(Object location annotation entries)
^^^^

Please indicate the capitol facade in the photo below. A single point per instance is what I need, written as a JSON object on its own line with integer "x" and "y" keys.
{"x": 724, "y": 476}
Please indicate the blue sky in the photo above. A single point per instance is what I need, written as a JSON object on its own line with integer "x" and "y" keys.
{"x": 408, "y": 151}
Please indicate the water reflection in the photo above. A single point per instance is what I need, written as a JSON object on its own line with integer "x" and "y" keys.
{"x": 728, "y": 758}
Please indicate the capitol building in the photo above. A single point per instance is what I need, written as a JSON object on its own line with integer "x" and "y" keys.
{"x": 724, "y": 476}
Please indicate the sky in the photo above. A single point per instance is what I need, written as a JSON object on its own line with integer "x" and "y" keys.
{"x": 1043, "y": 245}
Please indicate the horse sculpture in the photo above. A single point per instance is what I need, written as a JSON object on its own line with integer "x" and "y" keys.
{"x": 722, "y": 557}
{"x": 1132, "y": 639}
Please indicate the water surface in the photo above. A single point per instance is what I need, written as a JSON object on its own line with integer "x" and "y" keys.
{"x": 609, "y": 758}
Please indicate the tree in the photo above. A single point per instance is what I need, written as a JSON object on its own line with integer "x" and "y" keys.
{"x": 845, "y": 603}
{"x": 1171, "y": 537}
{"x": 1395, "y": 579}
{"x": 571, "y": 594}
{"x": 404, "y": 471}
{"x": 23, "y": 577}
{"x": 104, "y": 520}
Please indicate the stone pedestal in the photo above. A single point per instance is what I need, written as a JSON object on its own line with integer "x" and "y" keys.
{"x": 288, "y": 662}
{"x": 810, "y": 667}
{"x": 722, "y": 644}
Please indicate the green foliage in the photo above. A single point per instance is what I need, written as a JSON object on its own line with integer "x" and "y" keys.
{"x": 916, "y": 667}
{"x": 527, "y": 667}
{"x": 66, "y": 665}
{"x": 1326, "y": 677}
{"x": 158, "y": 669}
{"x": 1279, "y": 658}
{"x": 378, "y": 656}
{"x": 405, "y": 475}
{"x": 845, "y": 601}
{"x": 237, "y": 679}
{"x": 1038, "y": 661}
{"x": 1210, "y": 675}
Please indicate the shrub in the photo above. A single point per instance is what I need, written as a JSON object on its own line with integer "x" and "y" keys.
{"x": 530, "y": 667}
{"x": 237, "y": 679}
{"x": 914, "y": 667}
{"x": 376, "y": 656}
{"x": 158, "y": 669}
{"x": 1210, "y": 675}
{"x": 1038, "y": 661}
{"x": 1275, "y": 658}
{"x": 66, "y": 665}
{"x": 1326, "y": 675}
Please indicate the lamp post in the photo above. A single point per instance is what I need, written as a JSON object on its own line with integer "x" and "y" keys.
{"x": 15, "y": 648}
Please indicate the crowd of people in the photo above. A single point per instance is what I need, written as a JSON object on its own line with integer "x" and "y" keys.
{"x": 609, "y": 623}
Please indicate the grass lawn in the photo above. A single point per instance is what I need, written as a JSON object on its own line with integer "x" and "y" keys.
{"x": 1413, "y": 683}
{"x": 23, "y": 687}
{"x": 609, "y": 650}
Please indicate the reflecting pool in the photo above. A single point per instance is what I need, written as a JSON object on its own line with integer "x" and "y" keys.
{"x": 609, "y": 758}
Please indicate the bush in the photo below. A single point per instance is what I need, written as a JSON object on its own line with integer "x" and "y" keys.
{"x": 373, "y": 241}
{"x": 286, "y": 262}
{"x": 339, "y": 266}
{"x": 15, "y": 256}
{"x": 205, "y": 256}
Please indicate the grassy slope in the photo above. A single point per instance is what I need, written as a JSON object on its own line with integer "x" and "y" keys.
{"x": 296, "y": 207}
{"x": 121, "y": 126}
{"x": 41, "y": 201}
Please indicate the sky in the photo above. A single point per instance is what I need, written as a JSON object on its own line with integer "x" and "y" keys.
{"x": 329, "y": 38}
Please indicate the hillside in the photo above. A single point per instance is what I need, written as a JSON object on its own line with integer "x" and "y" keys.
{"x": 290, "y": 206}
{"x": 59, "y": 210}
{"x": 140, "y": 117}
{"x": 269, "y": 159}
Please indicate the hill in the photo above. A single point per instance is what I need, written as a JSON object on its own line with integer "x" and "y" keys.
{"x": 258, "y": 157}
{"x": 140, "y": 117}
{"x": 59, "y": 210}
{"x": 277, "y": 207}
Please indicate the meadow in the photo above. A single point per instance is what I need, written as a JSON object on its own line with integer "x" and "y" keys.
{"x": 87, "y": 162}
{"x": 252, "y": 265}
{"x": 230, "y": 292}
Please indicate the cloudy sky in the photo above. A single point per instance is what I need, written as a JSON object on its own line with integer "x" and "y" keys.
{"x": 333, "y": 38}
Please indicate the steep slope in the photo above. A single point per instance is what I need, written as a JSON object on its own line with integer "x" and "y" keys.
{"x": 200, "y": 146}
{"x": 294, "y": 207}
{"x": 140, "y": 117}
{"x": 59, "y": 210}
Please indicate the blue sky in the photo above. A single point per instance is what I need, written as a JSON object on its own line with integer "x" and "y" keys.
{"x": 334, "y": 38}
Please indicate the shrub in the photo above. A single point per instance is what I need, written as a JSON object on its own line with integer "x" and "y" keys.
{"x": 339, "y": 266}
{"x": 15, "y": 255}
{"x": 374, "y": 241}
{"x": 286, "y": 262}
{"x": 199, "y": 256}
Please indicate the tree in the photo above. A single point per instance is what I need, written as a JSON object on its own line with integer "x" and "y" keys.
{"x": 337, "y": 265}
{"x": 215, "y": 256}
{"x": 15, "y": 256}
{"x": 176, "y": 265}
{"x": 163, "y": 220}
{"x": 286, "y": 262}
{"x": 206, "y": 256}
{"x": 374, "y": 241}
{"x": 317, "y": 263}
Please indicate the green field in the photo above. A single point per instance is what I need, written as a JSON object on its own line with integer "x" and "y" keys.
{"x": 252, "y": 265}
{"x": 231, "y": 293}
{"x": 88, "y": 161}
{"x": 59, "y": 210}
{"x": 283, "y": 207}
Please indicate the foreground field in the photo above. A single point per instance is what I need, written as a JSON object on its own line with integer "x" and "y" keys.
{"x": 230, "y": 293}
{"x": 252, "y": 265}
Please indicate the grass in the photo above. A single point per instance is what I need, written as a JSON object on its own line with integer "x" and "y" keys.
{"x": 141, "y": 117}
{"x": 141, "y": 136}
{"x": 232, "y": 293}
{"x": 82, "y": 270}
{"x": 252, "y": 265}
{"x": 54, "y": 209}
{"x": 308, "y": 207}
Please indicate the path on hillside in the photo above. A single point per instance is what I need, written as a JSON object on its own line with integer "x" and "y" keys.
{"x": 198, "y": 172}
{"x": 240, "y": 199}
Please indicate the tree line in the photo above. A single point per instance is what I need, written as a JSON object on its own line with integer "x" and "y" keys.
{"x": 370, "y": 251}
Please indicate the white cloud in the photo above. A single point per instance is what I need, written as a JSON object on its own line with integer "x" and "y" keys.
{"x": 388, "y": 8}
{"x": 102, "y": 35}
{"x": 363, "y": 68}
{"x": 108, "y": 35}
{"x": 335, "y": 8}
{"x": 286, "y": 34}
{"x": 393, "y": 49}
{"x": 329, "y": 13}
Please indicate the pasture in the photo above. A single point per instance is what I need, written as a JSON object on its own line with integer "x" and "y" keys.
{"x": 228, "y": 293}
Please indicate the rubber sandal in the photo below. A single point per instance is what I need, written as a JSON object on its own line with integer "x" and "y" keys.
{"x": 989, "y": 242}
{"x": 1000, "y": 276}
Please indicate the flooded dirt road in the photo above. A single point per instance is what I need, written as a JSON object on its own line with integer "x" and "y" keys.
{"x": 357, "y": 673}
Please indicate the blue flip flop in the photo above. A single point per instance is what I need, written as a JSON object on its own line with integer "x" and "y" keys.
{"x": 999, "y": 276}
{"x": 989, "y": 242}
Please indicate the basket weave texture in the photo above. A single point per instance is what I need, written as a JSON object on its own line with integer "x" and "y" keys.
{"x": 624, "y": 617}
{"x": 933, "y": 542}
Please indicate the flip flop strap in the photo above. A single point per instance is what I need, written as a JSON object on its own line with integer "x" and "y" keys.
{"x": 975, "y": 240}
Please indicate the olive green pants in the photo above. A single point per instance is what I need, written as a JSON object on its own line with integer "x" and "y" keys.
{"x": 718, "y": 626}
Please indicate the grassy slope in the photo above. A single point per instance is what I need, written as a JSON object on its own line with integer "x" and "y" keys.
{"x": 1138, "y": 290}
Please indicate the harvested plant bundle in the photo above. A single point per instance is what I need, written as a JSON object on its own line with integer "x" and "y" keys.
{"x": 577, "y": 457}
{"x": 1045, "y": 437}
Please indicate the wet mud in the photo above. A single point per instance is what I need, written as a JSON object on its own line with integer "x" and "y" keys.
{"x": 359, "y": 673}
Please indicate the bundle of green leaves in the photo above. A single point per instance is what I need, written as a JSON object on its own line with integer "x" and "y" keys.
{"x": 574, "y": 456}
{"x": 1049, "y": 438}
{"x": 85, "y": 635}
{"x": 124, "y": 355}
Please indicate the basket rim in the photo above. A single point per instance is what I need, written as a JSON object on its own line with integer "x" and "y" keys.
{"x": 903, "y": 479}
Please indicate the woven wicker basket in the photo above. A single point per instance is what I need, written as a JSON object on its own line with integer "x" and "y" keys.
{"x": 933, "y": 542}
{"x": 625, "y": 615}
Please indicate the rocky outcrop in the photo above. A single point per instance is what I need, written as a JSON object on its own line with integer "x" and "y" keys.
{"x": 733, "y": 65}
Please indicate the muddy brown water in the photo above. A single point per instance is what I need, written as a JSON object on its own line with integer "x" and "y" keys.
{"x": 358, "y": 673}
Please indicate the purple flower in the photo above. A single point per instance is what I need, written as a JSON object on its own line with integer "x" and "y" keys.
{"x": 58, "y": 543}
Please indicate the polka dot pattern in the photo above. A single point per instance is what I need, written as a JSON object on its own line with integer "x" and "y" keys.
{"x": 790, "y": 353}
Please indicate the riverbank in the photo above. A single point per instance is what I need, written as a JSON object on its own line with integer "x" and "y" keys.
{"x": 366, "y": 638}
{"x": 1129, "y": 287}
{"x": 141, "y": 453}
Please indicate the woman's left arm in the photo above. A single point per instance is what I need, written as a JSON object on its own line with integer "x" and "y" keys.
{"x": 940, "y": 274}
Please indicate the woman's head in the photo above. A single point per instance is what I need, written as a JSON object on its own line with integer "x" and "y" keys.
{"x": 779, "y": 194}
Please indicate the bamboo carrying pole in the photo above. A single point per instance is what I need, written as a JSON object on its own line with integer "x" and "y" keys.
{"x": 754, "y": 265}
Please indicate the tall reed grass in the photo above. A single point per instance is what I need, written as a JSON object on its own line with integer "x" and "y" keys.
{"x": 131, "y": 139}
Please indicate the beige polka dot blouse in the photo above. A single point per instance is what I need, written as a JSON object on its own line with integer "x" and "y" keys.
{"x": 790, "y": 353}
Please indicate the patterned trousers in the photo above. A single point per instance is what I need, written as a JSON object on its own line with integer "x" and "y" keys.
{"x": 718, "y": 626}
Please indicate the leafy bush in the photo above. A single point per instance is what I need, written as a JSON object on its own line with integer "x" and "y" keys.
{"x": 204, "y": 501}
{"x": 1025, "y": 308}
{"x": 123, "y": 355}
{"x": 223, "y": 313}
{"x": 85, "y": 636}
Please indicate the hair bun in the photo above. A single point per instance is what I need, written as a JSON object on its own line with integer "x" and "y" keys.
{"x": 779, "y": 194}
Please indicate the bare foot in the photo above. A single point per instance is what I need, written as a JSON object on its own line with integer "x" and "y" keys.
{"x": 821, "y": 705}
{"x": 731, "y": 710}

^^^^

- What you should do -
Reproduce every line from the one containing "Please indicate the patterned" through the last line of the entries above, word for word, including both of those lines.

- Result -
Please indicate the patterned trousers in the photo above. A single point per instance is what I need, written as a JSON object on its own line with integer "x" and "y" keys.
{"x": 718, "y": 626}
Please indicate the leafy bush in the photo above. A single point per instance is what I need, written as a JSON object on its own line with integer "x" and "y" keys.
{"x": 204, "y": 501}
{"x": 1025, "y": 308}
{"x": 123, "y": 355}
{"x": 223, "y": 313}
{"x": 85, "y": 636}
Please indicate the hair bun in the photo above. A single point per instance is what I need, written as a JSON object on its own line with integer "x" and "y" keys.
{"x": 779, "y": 194}
Please indicate the bare foot in the photo above. A single point per instance is what I need, written as a JSON object on its own line with integer "x" and "y" keys.
{"x": 821, "y": 705}
{"x": 731, "y": 710}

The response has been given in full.